** START Provided data **

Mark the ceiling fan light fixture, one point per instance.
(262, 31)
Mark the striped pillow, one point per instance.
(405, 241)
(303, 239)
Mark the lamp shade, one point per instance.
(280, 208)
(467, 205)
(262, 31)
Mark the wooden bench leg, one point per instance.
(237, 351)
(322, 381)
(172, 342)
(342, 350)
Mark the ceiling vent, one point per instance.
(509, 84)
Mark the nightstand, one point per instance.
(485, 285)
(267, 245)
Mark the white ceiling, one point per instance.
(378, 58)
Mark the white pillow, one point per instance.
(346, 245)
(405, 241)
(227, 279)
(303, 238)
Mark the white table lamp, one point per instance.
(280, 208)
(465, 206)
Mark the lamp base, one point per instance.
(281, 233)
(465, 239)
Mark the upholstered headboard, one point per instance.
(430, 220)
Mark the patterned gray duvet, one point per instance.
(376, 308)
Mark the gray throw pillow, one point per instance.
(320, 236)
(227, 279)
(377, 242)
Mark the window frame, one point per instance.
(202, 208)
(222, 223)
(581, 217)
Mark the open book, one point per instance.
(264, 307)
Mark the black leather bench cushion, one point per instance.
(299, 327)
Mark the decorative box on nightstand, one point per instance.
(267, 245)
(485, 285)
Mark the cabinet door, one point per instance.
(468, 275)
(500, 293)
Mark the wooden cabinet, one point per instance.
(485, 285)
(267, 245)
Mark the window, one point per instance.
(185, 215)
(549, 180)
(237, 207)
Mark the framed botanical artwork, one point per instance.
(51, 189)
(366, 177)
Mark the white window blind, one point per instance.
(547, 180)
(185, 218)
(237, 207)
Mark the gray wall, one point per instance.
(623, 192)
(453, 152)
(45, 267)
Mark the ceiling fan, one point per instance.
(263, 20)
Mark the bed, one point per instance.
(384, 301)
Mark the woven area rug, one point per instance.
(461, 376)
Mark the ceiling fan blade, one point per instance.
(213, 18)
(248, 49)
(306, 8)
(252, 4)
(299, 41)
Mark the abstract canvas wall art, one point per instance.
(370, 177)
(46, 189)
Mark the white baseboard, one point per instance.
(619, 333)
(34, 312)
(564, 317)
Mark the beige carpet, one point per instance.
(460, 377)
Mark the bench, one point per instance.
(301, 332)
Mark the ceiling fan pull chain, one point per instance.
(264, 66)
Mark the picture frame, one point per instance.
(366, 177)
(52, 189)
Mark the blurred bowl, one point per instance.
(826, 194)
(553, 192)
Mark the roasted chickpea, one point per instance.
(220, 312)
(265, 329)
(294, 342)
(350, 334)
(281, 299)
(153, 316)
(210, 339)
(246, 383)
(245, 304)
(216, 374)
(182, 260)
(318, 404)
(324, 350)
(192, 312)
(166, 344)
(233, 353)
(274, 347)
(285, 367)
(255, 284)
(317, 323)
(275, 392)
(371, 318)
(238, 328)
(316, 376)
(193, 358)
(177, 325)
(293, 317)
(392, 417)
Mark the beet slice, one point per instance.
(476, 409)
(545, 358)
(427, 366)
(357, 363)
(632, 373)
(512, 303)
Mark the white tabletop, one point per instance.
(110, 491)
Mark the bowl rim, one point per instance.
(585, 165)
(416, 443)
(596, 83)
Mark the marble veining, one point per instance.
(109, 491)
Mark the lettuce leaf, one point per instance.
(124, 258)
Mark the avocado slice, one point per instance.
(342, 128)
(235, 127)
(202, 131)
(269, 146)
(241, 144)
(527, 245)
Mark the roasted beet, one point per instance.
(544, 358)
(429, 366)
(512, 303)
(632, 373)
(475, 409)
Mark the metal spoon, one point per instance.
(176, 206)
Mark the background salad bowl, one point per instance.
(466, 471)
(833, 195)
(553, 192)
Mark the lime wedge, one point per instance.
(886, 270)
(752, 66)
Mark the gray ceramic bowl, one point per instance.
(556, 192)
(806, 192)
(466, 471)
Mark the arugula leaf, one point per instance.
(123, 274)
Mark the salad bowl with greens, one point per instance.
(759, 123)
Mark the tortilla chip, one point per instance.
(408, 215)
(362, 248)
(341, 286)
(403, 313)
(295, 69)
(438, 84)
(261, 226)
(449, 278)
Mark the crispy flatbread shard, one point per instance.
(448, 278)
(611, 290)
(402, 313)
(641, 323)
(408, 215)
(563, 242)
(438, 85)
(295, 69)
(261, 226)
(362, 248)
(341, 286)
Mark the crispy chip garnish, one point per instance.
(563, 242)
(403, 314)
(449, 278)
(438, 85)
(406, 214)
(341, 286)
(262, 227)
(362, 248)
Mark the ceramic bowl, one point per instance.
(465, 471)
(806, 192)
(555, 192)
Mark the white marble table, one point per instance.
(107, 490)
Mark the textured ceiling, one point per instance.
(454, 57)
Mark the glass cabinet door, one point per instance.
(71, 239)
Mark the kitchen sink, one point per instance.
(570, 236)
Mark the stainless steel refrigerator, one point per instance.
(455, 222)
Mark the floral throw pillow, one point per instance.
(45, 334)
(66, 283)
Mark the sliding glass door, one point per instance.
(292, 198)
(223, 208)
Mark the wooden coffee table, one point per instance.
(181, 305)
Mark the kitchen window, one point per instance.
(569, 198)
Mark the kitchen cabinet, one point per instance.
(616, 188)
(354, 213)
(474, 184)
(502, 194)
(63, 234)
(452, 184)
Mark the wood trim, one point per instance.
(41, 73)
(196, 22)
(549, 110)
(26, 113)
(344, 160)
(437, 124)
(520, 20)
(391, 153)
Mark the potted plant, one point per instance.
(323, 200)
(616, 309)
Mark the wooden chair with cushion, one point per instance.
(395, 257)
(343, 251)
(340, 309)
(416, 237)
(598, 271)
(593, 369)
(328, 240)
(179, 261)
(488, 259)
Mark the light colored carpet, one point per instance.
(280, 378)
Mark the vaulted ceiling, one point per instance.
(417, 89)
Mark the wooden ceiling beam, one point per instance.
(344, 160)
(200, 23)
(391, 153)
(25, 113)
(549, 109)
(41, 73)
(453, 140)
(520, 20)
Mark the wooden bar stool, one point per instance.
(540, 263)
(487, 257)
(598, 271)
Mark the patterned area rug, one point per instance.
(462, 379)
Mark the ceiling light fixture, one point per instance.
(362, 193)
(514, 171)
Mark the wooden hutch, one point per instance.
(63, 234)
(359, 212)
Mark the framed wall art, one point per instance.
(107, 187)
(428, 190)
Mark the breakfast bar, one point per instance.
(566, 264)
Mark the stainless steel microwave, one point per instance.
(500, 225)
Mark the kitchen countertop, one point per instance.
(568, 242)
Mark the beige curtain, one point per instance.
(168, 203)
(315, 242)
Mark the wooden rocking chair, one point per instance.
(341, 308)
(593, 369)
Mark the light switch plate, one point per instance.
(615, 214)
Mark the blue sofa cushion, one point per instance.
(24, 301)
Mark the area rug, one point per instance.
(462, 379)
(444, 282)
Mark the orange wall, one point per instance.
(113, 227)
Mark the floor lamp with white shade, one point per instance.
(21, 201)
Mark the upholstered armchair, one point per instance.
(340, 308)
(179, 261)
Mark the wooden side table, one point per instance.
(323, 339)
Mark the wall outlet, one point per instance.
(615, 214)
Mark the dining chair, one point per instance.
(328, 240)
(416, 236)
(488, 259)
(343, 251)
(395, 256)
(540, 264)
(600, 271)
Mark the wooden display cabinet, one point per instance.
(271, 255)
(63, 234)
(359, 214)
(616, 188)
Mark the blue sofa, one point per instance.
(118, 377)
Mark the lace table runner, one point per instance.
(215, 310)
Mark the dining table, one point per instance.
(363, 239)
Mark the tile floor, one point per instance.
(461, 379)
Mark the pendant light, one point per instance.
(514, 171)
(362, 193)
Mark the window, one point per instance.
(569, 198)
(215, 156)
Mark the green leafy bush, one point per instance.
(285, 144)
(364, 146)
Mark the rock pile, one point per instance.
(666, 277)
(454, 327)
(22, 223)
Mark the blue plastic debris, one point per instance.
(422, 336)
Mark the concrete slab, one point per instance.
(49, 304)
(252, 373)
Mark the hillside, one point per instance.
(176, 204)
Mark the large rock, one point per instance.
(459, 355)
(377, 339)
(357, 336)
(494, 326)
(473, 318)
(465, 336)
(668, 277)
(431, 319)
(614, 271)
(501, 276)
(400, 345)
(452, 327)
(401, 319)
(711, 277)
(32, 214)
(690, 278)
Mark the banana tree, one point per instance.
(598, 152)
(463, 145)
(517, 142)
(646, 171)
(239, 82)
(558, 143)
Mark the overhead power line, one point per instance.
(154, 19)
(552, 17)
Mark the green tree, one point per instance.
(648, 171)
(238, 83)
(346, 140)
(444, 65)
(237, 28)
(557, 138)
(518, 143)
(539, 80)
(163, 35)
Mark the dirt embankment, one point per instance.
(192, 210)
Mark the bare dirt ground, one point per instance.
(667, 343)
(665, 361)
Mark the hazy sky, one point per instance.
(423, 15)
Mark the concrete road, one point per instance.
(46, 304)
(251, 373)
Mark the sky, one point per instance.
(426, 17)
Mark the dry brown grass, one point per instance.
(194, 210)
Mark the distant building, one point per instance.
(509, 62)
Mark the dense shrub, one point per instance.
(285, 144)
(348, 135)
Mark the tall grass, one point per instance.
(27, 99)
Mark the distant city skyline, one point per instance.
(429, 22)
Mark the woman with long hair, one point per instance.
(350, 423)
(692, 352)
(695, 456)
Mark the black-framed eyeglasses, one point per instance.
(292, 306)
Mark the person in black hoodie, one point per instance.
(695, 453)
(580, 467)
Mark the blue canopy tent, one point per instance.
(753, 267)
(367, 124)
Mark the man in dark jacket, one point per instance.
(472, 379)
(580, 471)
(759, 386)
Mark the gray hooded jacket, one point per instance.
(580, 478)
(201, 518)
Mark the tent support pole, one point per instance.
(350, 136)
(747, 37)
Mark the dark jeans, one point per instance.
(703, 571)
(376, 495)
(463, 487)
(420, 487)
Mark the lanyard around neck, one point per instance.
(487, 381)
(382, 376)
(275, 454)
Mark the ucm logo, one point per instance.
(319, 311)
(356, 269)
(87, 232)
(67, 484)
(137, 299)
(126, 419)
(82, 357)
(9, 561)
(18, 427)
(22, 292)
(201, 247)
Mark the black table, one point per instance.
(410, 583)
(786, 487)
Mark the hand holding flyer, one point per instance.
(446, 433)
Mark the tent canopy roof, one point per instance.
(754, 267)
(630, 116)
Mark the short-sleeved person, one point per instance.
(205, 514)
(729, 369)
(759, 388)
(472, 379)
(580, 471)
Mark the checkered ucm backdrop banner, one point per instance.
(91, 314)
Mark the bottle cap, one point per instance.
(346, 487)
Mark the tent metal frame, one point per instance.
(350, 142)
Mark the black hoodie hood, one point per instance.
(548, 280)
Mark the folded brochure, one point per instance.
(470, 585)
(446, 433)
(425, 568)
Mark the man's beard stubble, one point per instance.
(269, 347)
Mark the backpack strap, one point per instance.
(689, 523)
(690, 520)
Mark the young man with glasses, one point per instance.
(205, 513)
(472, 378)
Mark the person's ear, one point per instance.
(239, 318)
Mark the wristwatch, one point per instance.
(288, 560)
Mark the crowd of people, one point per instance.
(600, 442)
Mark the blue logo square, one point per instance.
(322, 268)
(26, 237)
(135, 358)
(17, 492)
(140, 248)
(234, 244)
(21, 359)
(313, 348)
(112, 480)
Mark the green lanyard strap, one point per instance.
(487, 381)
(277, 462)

** END Provided data **

### Written problem
Could you rescale the part of the listing that begins at the line containing "Mark the short-sleeved" and runs through the listing's end (both ends included), writing out every line again, the text lines as well, with each answer coordinate multiplied by 0.85 and rounded to a whole number, halves rounded up?

### Answer to this problem
Mark the short-sleeved person, one point per instance.
(174, 437)
(620, 314)
(645, 330)
(401, 322)
(493, 400)
Mark the checkered ucm backdrop banner, one point per instance.
(77, 267)
Mark the bottle cap, one point per instance.
(294, 414)
Mark the tent metal frame, one point per instance.
(298, 121)
Mark the black hoodie hood, one point per instance.
(466, 238)
Mark the folded brochure, one point per instance.
(400, 497)
(379, 368)
(361, 483)
Mark the man's beard stubble, one point per instance.
(229, 295)
Mark the backpack strap, one point per instance.
(586, 445)
(587, 442)
Mark the young man with glasses, one point per instance.
(174, 436)
(401, 321)
Mark the person's ear, one point per instance.
(203, 270)
Mark the wristwatch, one point per instance.
(245, 476)
Mark the crowd of people, one point per instance.
(510, 376)
Mark the blue logo square, one point per instance.
(274, 228)
(22, 201)
(115, 304)
(14, 418)
(119, 211)
(199, 207)
(18, 305)
(266, 296)
(95, 408)
Mark the green lanyard strap, one point per instance.
(414, 324)
(235, 393)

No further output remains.